--- Given problem ---
Copy the rows below word for word, leaving nothing out.

--- The input ---
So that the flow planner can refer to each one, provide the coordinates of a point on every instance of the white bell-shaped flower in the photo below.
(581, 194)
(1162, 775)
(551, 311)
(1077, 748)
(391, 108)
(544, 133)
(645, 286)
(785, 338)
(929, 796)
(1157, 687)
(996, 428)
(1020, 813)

--- Worked answer ---
So that the flow planner can refer to each one, provide the coordinates of a point on every instance of the white bell-shaped flower in the photo below.
(581, 194)
(1162, 775)
(551, 311)
(1077, 748)
(391, 108)
(544, 133)
(645, 286)
(785, 338)
(929, 796)
(1157, 687)
(996, 428)
(1020, 813)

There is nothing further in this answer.